Shares of Chinese e-commerce firm Alibaba Group Holding plunged as much as 10% in New York after it said Thursday it scrapped plans to spin off its cloud business because of uncertainties related to U.S. chip restrictions
HONG KONG — Shares of Chinese e-commerce firm Alibaba Group Holding plunged as much as 10% in New York after it said Thursday that plans to spin off its cloud business were scrapped, citing uncertainties due to U.S. chip restrictions.
Alibaba Chairman Joe Tsai said Thursday during an earnings call that a spinoff of its cloud unit “may not achieve the intended effect of shareholder value enhancement” because of U.S. export restrictions on advanced computing chips.
The company also said that it is putting on hold plans to list its supermarket chain Freshippo.
The move is a sharp reversal from its plans following a massive restructuring earlier this year which split the firm into six major businesses. At the time, Alibaba said that the business units would eventually be able to raise capital and go public individually as that would maximize value for shareholders.

§ **Entries**
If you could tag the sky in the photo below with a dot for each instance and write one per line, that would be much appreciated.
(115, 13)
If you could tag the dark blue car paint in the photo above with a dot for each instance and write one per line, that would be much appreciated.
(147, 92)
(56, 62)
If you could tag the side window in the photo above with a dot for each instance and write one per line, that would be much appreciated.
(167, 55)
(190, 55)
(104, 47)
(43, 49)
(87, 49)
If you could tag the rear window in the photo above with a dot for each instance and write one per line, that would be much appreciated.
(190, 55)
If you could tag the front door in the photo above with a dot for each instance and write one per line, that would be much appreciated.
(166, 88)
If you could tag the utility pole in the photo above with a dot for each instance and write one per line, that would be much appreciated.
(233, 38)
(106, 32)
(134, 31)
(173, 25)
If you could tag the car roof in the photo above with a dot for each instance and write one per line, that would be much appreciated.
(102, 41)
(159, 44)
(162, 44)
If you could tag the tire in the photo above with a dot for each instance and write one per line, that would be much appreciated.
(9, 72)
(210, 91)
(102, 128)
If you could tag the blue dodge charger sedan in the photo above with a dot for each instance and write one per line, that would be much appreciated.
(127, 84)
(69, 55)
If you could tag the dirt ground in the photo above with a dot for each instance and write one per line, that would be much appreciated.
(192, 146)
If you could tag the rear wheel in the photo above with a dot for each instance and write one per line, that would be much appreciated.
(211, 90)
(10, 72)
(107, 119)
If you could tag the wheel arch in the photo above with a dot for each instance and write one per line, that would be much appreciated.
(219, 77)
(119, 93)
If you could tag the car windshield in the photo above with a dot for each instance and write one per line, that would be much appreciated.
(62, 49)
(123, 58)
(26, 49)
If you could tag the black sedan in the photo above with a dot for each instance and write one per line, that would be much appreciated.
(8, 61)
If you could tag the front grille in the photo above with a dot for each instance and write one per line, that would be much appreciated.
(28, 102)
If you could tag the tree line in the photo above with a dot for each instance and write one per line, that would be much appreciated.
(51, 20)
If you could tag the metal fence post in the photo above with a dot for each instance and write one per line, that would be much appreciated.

§ **Requirement**
Transcribe the part of the Alibaba cloud-spinoff article between "Alibaba Chairman Joe" and "supermarket chain Freshippo.", inclusive, reproducing it character for character.

§ **The response**
Alibaba Chairman Joe Tsai said Thursday during an earnings call that a spinoff of its cloud unit “may not achieve the intended effect of shareholder value enhancement” because of U.S. export restrictions on advanced computing chips.
The company also said that it is putting on hold plans to list its supermarket chain Freshippo.